*TASK REQUIREMENTS:* Copy the following lines verbatim, leaving nothing out.

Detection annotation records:

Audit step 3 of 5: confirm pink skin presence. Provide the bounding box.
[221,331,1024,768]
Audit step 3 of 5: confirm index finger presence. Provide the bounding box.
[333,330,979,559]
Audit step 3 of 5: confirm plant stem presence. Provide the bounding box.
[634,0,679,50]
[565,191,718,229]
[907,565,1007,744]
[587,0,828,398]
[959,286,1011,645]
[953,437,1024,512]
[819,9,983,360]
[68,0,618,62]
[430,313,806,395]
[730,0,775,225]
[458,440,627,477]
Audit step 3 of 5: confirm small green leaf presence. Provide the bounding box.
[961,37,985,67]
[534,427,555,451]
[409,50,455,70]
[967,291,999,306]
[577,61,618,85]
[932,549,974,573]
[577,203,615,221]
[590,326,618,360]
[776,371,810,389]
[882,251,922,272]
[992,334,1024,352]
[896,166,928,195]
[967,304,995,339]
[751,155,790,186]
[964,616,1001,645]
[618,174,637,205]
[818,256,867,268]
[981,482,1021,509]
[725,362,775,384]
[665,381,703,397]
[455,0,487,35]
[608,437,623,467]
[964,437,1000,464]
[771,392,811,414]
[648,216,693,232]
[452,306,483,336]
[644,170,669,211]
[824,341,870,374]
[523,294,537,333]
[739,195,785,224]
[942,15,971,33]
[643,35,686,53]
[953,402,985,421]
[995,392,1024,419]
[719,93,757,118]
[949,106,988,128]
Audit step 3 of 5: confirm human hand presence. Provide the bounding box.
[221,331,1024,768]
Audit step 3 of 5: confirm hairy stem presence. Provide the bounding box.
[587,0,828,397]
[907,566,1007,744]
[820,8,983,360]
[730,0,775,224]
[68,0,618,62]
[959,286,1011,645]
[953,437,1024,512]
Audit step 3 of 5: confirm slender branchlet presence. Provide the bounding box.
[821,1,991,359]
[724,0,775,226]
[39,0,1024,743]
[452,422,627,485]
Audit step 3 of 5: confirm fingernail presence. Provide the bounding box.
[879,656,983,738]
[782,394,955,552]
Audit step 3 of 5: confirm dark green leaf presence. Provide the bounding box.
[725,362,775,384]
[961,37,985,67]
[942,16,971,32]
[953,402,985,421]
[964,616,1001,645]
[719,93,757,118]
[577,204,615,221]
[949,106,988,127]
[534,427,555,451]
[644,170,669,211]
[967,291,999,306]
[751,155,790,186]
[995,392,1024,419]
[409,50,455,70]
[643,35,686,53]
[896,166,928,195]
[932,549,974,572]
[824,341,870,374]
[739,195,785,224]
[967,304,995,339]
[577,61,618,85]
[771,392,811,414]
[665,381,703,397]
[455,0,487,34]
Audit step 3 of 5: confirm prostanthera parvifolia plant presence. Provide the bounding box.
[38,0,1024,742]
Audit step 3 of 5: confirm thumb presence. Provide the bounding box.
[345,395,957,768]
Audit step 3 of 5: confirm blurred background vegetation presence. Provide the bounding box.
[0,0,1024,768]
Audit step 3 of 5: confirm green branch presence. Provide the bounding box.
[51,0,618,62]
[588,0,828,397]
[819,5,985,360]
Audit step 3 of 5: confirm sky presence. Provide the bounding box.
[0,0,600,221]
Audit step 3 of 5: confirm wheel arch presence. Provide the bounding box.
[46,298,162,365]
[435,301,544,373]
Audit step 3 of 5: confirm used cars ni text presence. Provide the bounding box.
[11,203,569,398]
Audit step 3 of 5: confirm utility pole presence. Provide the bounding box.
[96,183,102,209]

*SOLVED EXERCISE:*
Audit step 3 of 5: confirm pink skin presence. Provide the bounding box.
[221,331,1024,768]
Audit step 3 of 5: confirm index finger presence. Provide the bounding box.
[333,330,979,559]
Audit step 3 of 5: confirm plant stem presence. Provide the bounding box.
[634,0,679,50]
[565,191,718,229]
[907,565,1007,744]
[587,0,828,398]
[959,286,1011,645]
[953,437,1024,512]
[819,9,983,360]
[68,0,618,62]
[430,313,806,395]
[730,0,775,225]
[458,440,627,477]
Audit step 3 of 5: confirm small green leaf presence. Provide the bounding box.
[961,37,985,67]
[534,427,555,451]
[409,50,455,70]
[967,291,999,306]
[577,61,618,85]
[932,549,974,573]
[577,203,615,221]
[590,326,618,360]
[776,371,810,389]
[882,251,922,272]
[992,334,1024,352]
[896,166,928,195]
[967,304,995,339]
[751,155,790,186]
[964,616,1001,645]
[618,174,637,205]
[818,256,867,268]
[981,482,1021,509]
[725,362,775,384]
[665,381,703,397]
[455,0,487,35]
[608,437,623,467]
[964,437,1000,464]
[771,392,811,414]
[648,216,693,232]
[452,306,483,336]
[644,170,669,211]
[824,341,870,374]
[523,294,537,333]
[739,195,785,224]
[942,15,971,33]
[643,35,686,53]
[953,402,985,421]
[995,392,1024,419]
[719,93,757,118]
[949,106,988,128]
Audit step 3 of 5: confirm human hand presence. Provide the bounding box.
[221,331,1024,768]
Audit step 3 of 5: confirm hairy stem presence. Provide the bounding box.
[587,0,828,397]
[907,566,1007,744]
[820,8,983,360]
[730,0,775,224]
[68,0,618,62]
[959,286,1011,645]
[953,437,1024,512]
Audit step 3 of 5: confirm slender branchlet presence. Provide the bounding box.
[821,1,991,359]
[724,0,775,226]
[39,0,1024,743]
[452,422,627,485]
Audit step 3 of 5: confirm fingernail presence. Provide the bounding box.
[879,656,983,738]
[782,394,955,552]
Audit step 3 of 5: confirm dark green leaf presence. Provide the bounding box.
[725,362,775,384]
[961,37,985,67]
[942,16,971,32]
[953,402,985,421]
[964,616,1001,645]
[719,93,757,118]
[577,204,615,221]
[949,106,988,127]
[534,427,555,451]
[644,170,669,211]
[967,291,999,306]
[751,155,790,186]
[995,392,1024,419]
[409,50,455,70]
[643,35,686,53]
[896,166,928,195]
[932,549,974,572]
[824,341,870,374]
[739,195,785,224]
[967,304,995,339]
[577,61,618,85]
[771,392,811,414]
[665,381,703,397]
[455,0,487,34]
Audit step 3 of 5: confirm prostanthera parvifolia plant presence. Provide the bounding box.
[38,0,1024,742]
Audit step 3 of 5: confirm thumb presence. Provide the bounding box.
[345,395,957,768]
Audit step 3 of 5: confirm blurred background vegetation presence. Provide the bounding box.
[0,0,1024,768]
Audit step 3 of 5: confirm green branch presence. Provide the bounding box.
[51,0,618,62]
[588,0,828,397]
[819,5,985,360]
Audit step 3 of 5: confirm sky presence. Provide the bounding box.
[0,0,600,221]
Audit step 3 of 5: confirm wheel arch presence. Provide the bounding box.
[46,298,162,365]
[435,301,544,373]
Audit step 3 of 5: confirm used cars ni text presence. Provide the bounding box.
[11,203,569,398]
Audit step 3 of 5: confirm utility pole presence. Provide the bounding box.
[96,183,102,209]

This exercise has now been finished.